Provided material:
• • •
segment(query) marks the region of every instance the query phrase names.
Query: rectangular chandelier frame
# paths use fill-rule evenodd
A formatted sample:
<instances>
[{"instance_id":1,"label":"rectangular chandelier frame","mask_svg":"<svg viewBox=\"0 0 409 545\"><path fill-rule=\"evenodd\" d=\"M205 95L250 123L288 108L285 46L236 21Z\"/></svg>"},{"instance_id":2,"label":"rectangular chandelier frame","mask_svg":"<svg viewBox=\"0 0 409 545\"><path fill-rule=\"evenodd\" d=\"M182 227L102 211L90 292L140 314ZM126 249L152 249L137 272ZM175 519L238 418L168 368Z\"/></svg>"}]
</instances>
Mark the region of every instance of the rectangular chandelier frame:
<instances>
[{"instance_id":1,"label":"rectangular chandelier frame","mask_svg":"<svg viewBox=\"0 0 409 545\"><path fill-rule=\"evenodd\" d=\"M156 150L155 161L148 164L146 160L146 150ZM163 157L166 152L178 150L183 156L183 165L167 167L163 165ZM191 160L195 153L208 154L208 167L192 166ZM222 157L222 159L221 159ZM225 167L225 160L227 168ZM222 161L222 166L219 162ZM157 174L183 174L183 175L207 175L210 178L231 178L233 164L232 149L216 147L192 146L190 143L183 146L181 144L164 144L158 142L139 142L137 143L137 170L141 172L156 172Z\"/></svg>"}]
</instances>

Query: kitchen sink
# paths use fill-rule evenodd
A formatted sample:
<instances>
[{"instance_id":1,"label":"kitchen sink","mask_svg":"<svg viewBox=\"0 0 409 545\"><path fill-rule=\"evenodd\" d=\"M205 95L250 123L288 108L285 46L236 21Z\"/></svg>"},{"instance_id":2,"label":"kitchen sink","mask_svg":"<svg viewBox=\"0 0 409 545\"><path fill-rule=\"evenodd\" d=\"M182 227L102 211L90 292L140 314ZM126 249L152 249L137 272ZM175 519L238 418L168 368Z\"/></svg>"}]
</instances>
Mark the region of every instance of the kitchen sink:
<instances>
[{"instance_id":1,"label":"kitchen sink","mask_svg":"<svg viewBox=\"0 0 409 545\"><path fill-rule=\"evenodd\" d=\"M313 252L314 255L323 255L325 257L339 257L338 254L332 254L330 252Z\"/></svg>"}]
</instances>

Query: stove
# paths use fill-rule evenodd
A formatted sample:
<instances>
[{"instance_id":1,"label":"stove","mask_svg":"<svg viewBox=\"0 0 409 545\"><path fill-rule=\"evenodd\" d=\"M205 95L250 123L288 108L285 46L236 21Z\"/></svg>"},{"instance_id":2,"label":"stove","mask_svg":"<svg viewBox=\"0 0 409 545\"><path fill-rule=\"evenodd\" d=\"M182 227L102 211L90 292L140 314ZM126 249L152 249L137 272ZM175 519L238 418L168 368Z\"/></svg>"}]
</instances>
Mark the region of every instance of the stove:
• • •
Required work: Repeat each record exactly, leaving nothing out.

Response to this exercise:
segment(query) marks the region of every instance the query phrase names.
Query: rectangular chandelier frame
# paths use fill-rule evenodd
A formatted sample:
<instances>
[{"instance_id":1,"label":"rectangular chandelier frame","mask_svg":"<svg viewBox=\"0 0 409 545\"><path fill-rule=\"evenodd\" d=\"M205 95L250 123L288 108L285 46L236 21Z\"/></svg>"},{"instance_id":2,"label":"rectangular chandelier frame","mask_svg":"<svg viewBox=\"0 0 409 545\"><path fill-rule=\"evenodd\" d=\"M182 227L102 211L90 292L140 314ZM126 249L152 249L137 272ZM175 519L238 418L168 368Z\"/></svg>"}]
</instances>
Mark the region of every instance of the rectangular chandelier frame:
<instances>
[{"instance_id":1,"label":"rectangular chandelier frame","mask_svg":"<svg viewBox=\"0 0 409 545\"><path fill-rule=\"evenodd\" d=\"M156 150L155 161L148 164L146 160L146 150ZM163 157L166 152L178 150L183 156L183 165L167 167L163 165ZM191 160L195 153L208 154L208 167L192 166ZM222 157L222 159L221 159ZM225 167L225 160L227 168ZM222 161L222 166L219 162ZM157 174L183 174L183 175L207 175L210 178L231 178L233 164L232 149L216 147L192 146L190 143L183 146L181 144L164 144L158 142L139 142L137 143L137 170L141 172L156 172Z\"/></svg>"}]
</instances>

Query: kitchen sink
# paths use fill-rule evenodd
A formatted sample:
<instances>
[{"instance_id":1,"label":"kitchen sink","mask_svg":"<svg viewBox=\"0 0 409 545\"><path fill-rule=\"evenodd\" d=\"M205 95L250 123L288 108L285 46L236 21Z\"/></svg>"},{"instance_id":2,"label":"kitchen sink","mask_svg":"<svg viewBox=\"0 0 409 545\"><path fill-rule=\"evenodd\" d=\"M182 227L102 211L90 292L140 314ZM126 249L152 249L137 272ZM175 519L238 418L168 368Z\"/></svg>"}]
</instances>
Mark the region of every instance of the kitchen sink:
<instances>
[{"instance_id":1,"label":"kitchen sink","mask_svg":"<svg viewBox=\"0 0 409 545\"><path fill-rule=\"evenodd\" d=\"M313 252L314 255L323 255L325 257L339 257L338 254L332 254L330 252Z\"/></svg>"}]
</instances>

Query: stove
# paths use fill-rule evenodd
A formatted sample:
<instances>
[{"instance_id":1,"label":"stove","mask_svg":"<svg viewBox=\"0 0 409 545\"><path fill-rule=\"evenodd\" d=\"M205 95L250 123L288 108L285 46L236 21Z\"/></svg>"},{"instance_id":2,"label":"stove","mask_svg":"<svg viewBox=\"0 0 409 545\"><path fill-rule=\"evenodd\" d=\"M182 227L102 211L90 292L140 314ZM126 249L152 249L137 272ZM175 519L238 418L168 368Z\"/></svg>"}]
</instances>
Mark the region of every instance of the stove:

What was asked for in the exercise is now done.